Show each line of the data below that contains the string "label".

%%

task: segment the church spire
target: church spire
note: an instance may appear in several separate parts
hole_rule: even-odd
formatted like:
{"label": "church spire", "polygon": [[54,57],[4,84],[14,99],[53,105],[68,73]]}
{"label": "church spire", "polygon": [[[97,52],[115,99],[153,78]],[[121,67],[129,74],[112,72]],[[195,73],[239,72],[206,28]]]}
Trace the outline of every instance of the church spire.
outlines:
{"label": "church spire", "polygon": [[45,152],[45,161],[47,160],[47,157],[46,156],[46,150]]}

%%

RESPONSE BELOW:
{"label": "church spire", "polygon": [[54,57],[4,84],[14,99],[53,105],[68,73]]}
{"label": "church spire", "polygon": [[[97,52],[115,99],[153,78]],[[121,67],[129,74],[112,72]],[[195,73],[239,72],[206,28]]]}
{"label": "church spire", "polygon": [[45,152],[45,161],[47,160],[47,157],[46,156],[46,150]]}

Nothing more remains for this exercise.